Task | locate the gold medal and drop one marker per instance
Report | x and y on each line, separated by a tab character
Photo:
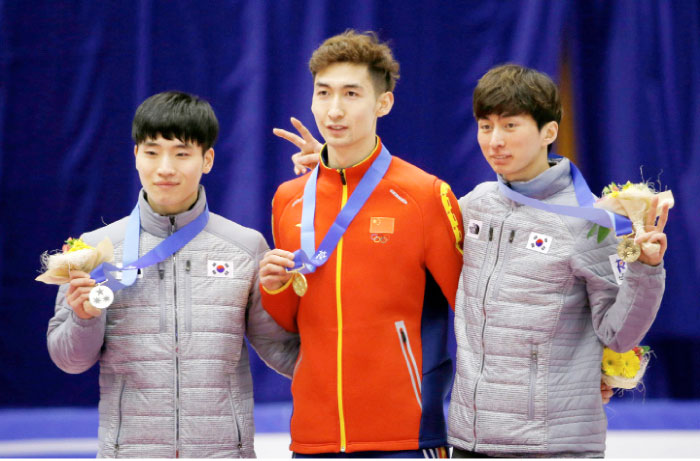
299	284
628	251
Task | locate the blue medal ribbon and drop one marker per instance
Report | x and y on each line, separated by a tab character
161	252
585	198
307	264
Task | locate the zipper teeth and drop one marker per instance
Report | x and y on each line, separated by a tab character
339	359
483	325
121	417
177	354
533	378
410	361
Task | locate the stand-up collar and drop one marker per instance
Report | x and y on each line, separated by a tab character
162	226
353	173
549	182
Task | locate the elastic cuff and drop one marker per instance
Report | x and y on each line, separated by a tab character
280	289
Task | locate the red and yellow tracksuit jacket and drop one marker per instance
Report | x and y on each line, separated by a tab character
373	368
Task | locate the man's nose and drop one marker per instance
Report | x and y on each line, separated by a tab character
165	166
336	110
496	138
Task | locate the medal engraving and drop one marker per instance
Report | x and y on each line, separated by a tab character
101	296
299	284
628	251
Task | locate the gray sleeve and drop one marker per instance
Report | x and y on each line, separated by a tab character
622	314
277	347
74	344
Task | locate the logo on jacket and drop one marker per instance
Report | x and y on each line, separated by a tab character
474	228
539	242
380	228
217	268
619	268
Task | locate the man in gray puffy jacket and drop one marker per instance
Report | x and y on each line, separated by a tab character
174	373
537	299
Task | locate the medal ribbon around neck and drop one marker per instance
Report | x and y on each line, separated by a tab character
620	224
102	274
305	264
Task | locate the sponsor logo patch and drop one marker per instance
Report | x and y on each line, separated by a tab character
474	228
539	242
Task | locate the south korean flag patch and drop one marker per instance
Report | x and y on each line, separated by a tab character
539	242
217	268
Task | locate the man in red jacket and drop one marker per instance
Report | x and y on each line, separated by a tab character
368	251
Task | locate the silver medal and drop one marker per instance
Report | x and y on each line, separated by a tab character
101	296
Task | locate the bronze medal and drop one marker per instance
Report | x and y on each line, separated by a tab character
628	251
299	284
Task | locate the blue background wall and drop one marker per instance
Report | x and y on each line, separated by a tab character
72	74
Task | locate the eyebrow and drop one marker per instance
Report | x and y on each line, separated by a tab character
155	144
347	85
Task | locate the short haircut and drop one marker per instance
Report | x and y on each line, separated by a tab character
511	89
356	48
174	114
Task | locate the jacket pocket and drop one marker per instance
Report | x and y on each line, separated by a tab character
411	366
533	382
161	298
237	440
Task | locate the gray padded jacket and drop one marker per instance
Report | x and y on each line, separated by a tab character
531	324
174	373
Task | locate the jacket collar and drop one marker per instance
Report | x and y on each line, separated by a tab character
551	181
162	226
354	173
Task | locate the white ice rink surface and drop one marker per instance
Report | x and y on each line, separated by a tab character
621	444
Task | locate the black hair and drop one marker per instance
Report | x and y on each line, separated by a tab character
174	114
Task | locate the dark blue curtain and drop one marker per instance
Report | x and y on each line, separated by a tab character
72	74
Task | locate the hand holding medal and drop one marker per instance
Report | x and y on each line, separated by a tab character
642	206
72	265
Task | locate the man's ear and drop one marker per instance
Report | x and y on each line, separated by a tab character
385	102
208	160
550	131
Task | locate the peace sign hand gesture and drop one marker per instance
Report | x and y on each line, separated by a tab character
652	239
310	148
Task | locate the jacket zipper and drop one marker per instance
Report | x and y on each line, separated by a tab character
339	313
119	426
533	381
483	325
163	303
188	297
410	360
177	352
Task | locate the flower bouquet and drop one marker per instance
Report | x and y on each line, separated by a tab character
75	255
633	201
625	370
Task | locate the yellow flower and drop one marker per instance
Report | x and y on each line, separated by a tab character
612	364
631	364
75	245
625	365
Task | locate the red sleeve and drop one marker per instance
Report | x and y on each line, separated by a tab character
281	304
444	233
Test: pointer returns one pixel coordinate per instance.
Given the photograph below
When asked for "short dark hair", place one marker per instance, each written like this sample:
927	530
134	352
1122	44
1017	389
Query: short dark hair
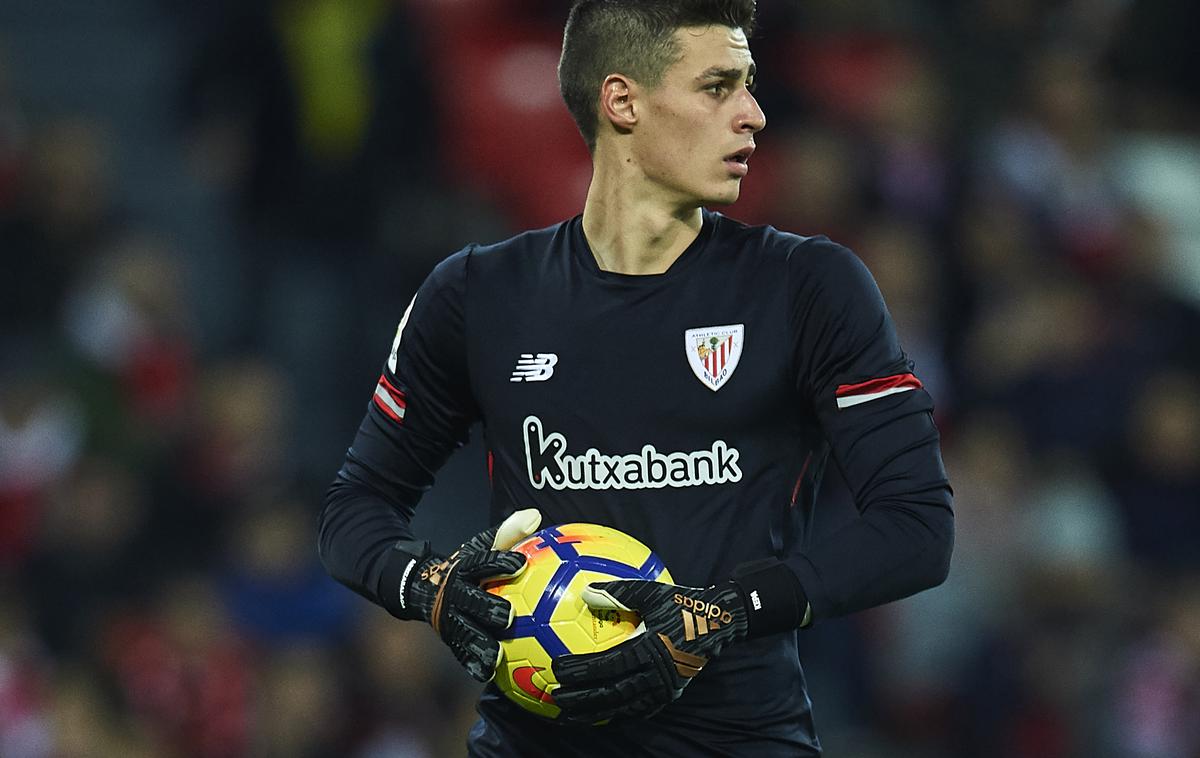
634	37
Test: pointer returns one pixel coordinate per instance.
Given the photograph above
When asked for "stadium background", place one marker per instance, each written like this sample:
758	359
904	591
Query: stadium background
213	215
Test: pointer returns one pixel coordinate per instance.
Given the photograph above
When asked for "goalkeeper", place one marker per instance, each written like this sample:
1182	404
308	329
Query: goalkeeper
661	368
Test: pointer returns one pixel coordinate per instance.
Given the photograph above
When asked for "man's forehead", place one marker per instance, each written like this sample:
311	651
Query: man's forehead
712	47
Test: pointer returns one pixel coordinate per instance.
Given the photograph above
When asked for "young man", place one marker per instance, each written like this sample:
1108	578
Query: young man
667	371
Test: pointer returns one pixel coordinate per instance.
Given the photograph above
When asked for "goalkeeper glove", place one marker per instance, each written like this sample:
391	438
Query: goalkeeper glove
684	627
445	591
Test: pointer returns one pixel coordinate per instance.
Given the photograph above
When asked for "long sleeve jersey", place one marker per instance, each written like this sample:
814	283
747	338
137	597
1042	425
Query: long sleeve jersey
695	410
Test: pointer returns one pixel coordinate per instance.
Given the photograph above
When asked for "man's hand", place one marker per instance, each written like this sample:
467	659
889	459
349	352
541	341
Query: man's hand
445	591
684	627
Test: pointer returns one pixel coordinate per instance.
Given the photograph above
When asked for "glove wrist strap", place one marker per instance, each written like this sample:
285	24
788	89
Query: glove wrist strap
773	596
401	570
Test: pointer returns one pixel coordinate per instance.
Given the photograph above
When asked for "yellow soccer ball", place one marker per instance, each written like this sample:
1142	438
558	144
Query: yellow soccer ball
551	619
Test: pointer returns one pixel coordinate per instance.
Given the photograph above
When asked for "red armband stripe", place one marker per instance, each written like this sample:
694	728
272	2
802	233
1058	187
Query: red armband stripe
856	393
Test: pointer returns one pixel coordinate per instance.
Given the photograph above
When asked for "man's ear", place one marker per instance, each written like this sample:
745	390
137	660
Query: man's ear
618	102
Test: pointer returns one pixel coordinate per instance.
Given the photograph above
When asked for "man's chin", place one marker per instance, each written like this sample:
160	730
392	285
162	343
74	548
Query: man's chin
727	196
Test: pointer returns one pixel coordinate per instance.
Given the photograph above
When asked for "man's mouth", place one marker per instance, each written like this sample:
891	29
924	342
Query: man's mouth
738	162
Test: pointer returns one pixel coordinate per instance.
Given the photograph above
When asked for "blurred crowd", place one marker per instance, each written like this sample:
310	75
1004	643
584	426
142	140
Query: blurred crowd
187	344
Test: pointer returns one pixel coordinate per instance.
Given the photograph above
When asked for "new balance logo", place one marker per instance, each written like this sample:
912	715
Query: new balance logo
700	618
534	367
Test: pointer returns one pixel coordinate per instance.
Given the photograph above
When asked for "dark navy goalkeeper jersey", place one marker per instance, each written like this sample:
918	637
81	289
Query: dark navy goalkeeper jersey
695	410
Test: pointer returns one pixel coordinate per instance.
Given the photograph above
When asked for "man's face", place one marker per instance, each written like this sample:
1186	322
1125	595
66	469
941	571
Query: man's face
696	128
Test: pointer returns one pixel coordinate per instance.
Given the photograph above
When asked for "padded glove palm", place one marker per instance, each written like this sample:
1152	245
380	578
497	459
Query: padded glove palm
445	591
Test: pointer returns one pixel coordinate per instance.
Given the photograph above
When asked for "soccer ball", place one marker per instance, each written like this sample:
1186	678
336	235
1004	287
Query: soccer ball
551	619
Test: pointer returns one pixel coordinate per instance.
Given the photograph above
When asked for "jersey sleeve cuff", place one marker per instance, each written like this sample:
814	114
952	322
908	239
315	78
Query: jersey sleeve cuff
400	571
773	596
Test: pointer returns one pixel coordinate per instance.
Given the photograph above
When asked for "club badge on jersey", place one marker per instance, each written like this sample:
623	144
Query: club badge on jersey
714	352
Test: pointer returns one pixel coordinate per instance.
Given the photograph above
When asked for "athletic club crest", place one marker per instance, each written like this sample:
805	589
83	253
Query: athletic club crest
713	353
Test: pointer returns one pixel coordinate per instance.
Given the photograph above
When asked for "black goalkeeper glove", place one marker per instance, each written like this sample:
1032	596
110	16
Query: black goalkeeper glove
685	626
445	591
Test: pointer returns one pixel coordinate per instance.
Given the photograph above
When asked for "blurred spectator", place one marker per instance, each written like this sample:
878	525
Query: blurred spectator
90	559
61	212
1156	473
276	590
184	672
299	707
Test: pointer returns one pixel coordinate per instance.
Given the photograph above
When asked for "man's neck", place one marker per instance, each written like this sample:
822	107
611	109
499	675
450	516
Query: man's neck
631	228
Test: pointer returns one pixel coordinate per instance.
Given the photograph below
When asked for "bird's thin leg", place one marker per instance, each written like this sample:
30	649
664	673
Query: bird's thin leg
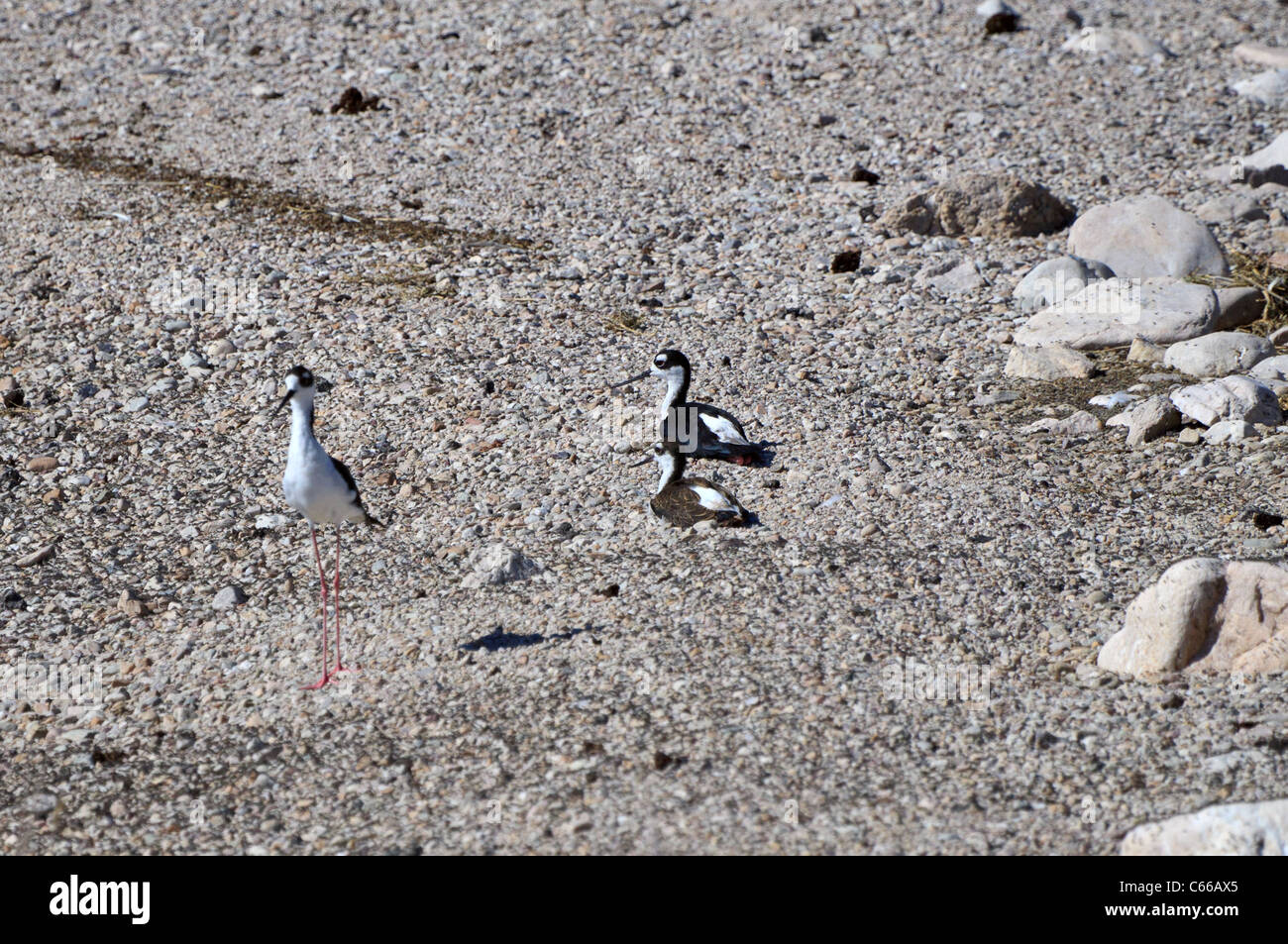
317	556
339	666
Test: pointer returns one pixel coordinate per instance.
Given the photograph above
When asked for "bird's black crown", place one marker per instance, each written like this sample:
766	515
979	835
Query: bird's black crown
666	360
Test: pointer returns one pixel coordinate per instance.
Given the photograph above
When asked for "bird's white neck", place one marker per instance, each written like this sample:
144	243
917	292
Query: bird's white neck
301	420
669	469
674	391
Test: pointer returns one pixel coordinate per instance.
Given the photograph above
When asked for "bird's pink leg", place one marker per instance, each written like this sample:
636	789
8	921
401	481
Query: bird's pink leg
339	665
317	556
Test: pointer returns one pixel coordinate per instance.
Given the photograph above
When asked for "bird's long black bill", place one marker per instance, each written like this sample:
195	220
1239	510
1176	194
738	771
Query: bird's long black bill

*-*-*

Exact repetition is required for the lines from the first one in the listing through the one that holds "Task | locate the zipper", and pictures are to be omitted.

Task | locate the gold medal and drop one marker per instance
Report | x and y on each line, separated by a tab character
Photo:
299	284
628	251
Task | locate the blue medal ribbon and drop one marker per instance
Report | x and y on each line, separated by a tab character
161	252
585	198
307	264
Task | locate the zipper teeth and drop one marker per instance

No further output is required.